### EXERCISES TO COMPLETE:
[A] Write out the part of the click fraud interview that begins at the words "Click Forensics was" and ends after the words "company makes money)".
[B] According to the click fraud interview, what firm was Click Forensics spun out of?

··· EXTRACT TO READ

On the Front Lines of Click Fraud
Click Fraud, the bane of PPC marketers everywhere, is still a hot issue for almost anyone trying to drive traffic on any scale. The big “3″, Yahoo, Google, and MSN, each state that they’re doing the best they can, as you can read further at ZD Net. One company, Click Forensics, Inc., has emerged as a leading resource for companies trying to understand their actual fraud exposure. I got the chance to share some great dialogue with Heidi Johnson of Click Forensics to learn more about the firm and their efforts to combat this threat to online marketers…
As an overview, can you please describe the history and key milestones of Click Forensics?
Click Forensics was spun-out of a web analytics firm called OptimaliQ. The folks at OptimaliQ have been researching click fraud for their clients for more than 3 years and developed the Click Forensics’ product set as a result. In March of 2006, Click Forensics announced the formation of the Click Fraud Network, where advertisers could use CF Analytics to monitor PPC campaigns free of charge for up to 100,000 clicks per month. Larger advertisers us an enterprise version and pay a fee. (That’s how the company makes money)

······
··· GIVEN MATERIAL

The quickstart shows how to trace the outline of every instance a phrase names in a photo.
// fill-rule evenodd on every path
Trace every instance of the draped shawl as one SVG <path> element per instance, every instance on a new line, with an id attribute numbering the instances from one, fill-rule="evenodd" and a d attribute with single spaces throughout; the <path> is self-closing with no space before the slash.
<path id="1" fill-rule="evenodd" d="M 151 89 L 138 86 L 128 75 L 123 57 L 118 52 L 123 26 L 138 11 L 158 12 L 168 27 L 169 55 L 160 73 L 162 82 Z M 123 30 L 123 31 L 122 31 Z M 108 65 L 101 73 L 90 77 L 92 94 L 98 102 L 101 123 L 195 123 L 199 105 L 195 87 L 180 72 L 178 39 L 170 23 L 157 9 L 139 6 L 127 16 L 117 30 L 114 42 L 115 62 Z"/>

······

### SET OF ANSWERS:
[A]
Click Forensics was spun-out of a web analytics firm called OptimaliQ. The folks at OptimaliQ have been researching click fraud for their clients for more than 3 years and developed the Click Forensics’ product set as a result. In March of 2006, Click Forensics announced the formation of the Click Fraud Network, where advertisers could use CF Analytics to monitor PPC campaigns free of charge for up to 100,000 clicks per month. Larger advertisers us an enterprise version and pay a fee. (That’s how the company makes money)

[B] OptimaliQ, a web analytics firm.